SUPPLIED RECORDS:
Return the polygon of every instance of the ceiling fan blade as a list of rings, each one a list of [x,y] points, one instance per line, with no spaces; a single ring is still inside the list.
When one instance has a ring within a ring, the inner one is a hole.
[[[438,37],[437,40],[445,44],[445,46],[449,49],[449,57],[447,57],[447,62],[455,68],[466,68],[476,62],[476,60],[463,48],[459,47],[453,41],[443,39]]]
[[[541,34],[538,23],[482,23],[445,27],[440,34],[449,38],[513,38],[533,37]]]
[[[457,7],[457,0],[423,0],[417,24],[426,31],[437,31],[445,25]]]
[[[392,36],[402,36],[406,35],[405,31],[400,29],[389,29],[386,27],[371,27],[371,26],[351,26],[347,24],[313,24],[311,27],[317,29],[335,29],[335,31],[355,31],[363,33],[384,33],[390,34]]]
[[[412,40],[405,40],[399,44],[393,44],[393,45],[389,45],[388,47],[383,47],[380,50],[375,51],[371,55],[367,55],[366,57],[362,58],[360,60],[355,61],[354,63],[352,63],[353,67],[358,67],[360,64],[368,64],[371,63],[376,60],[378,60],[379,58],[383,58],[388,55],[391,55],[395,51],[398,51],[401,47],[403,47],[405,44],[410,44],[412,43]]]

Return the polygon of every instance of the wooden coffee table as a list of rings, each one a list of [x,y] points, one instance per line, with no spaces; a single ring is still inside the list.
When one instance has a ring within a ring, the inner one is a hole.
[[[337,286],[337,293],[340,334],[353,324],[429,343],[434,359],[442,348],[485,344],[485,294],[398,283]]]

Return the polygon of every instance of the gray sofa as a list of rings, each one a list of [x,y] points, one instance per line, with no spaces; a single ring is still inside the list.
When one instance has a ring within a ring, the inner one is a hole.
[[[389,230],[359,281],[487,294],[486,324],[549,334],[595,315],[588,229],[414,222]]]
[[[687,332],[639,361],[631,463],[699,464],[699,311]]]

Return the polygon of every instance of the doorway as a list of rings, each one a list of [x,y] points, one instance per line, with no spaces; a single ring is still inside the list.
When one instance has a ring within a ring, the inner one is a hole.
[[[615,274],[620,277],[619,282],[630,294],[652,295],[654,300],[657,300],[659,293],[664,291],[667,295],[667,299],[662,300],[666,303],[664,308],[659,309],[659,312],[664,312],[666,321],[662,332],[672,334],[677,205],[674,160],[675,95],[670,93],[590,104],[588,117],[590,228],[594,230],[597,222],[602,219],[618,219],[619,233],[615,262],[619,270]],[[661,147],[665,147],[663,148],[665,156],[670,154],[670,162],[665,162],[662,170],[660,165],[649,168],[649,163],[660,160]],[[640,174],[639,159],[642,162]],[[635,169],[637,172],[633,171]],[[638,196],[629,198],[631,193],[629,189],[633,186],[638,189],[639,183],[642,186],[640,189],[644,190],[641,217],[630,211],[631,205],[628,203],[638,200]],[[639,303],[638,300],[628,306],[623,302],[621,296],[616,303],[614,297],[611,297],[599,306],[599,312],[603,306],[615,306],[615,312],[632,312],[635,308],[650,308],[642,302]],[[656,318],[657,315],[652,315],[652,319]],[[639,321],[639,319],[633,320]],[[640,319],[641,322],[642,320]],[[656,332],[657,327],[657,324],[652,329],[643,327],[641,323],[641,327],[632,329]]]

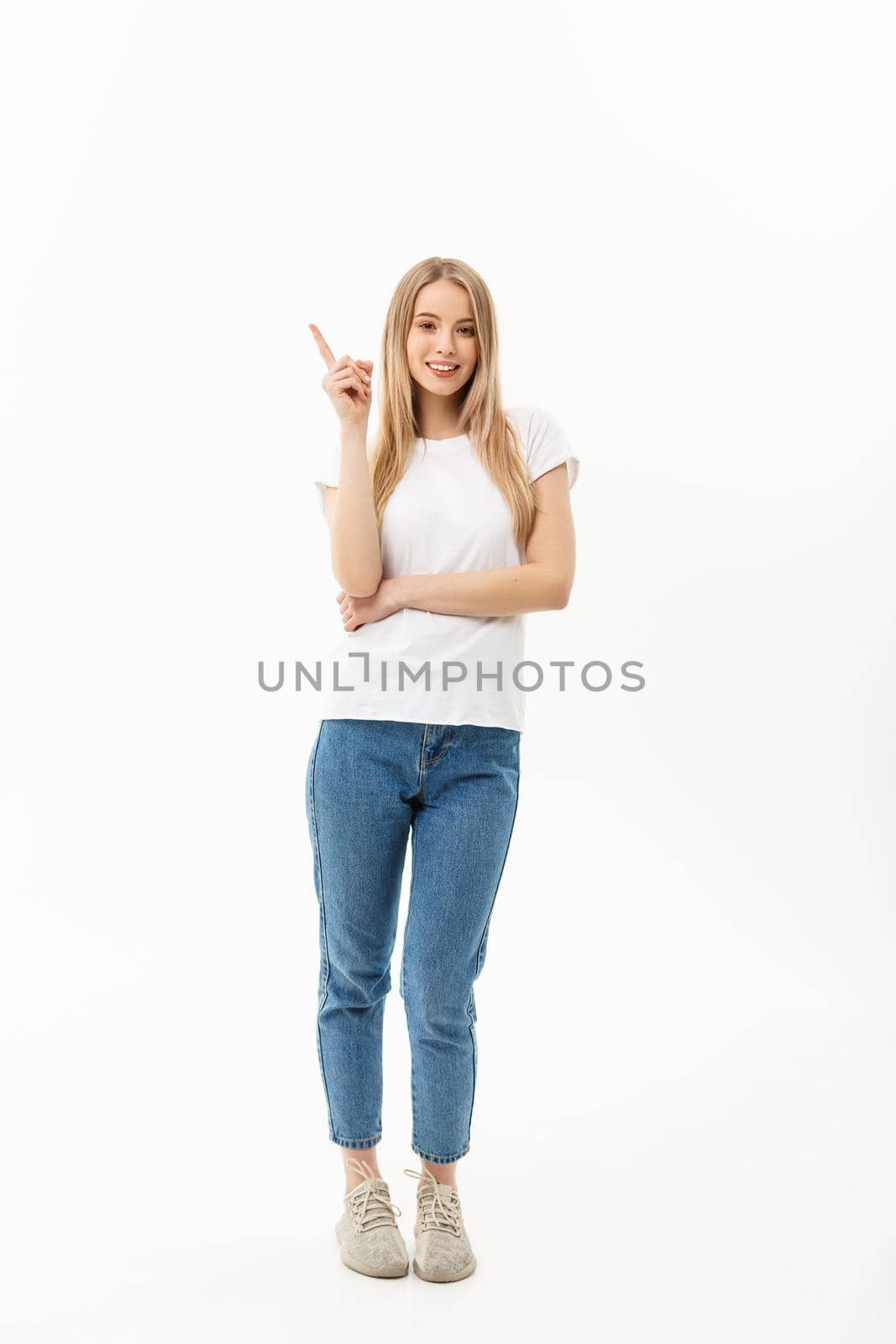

TASK DESCRIPTION:
Please print every line of the entries above word for word, but leave the picture out.

RESULT:
Return the polygon of every instance of the ceiling fan blade as a list of rings, each one a list of [x,y] points, one instance per line, with no spaces; a single ring is still inside the list.
When one instance has a ring within a ring, the inner one is a hole.
[[[438,37],[437,40],[445,44],[445,46],[449,49],[449,57],[447,57],[447,62],[455,68],[466,68],[476,62],[476,60],[463,48],[459,47],[453,41],[443,39]]]
[[[541,34],[538,23],[482,23],[445,27],[440,34],[449,38],[513,38],[533,37]]]
[[[457,7],[457,0],[423,0],[417,24],[426,31],[437,31],[445,25]]]
[[[392,36],[402,36],[406,35],[405,31],[400,29],[389,29],[386,27],[371,27],[371,26],[351,26],[347,24],[313,24],[311,27],[317,29],[335,29],[335,31],[355,31],[363,33],[384,33],[390,34]]]
[[[412,40],[405,40],[399,44],[393,44],[393,45],[389,45],[388,47],[383,47],[380,50],[375,51],[371,55],[367,55],[366,57],[362,58],[360,60],[355,61],[354,63],[352,63],[353,67],[358,67],[360,64],[368,64],[371,63],[376,60],[378,60],[379,58],[383,58],[388,55],[391,55],[395,51],[398,51],[401,47],[403,47],[405,44],[410,44],[412,43]]]

Return the polygon of every instance of the wooden coffee table as a list of rings, each one a list of [x,y] points, one instance per line, with no spaces; a single ring is still inside the list.
When one instance has a ring within a ring, the inner one is a hole.
[[[337,286],[337,293],[340,334],[353,324],[429,343],[434,359],[442,348],[485,344],[485,294],[398,283]]]

Return the polygon of every instance of the gray sofa as a list of rings, each one a list of [x,y] points, one instance per line, with no spaces; a single ring is still inside the list.
When one instance has a ring within a ring, the inner one is a hole.
[[[389,230],[359,281],[487,294],[486,324],[549,334],[595,315],[588,229],[414,222]]]
[[[687,332],[639,361],[631,463],[699,464],[699,311]]]

Return the polygon of every instance of the doorway as a list of rings, each one a list of [x,y] points, one instance per line, with no spaces; a single ring is still inside the list.
When one instance has a ring within a ring, the inner one is a hole.
[[[615,274],[620,277],[619,282],[630,294],[652,295],[654,300],[657,300],[659,293],[664,291],[667,295],[667,299],[662,300],[666,303],[664,308],[659,309],[659,312],[664,312],[666,321],[662,332],[672,334],[677,205],[674,160],[675,95],[670,93],[590,104],[588,117],[590,228],[594,230],[597,222],[602,219],[618,219],[619,233],[615,262],[619,270]],[[661,147],[665,147],[663,148],[665,156],[670,154],[670,162],[665,162],[662,170],[660,165],[649,168],[649,163],[660,160]],[[640,174],[639,159],[642,162]],[[635,169],[637,172],[633,171]],[[638,196],[629,198],[631,193],[629,189],[633,186],[638,189],[639,183],[642,186],[640,189],[644,190],[641,217],[630,211],[631,205],[628,203],[638,200]],[[639,303],[638,300],[628,306],[623,302],[621,296],[616,303],[614,297],[611,297],[599,306],[599,312],[603,306],[615,306],[615,312],[632,312],[635,308],[650,308],[642,302]],[[656,318],[657,315],[652,315],[652,319]],[[639,321],[639,319],[633,320]],[[640,319],[641,322],[642,320]],[[656,332],[657,327],[657,324],[652,329],[643,327],[641,323],[641,327],[632,329]]]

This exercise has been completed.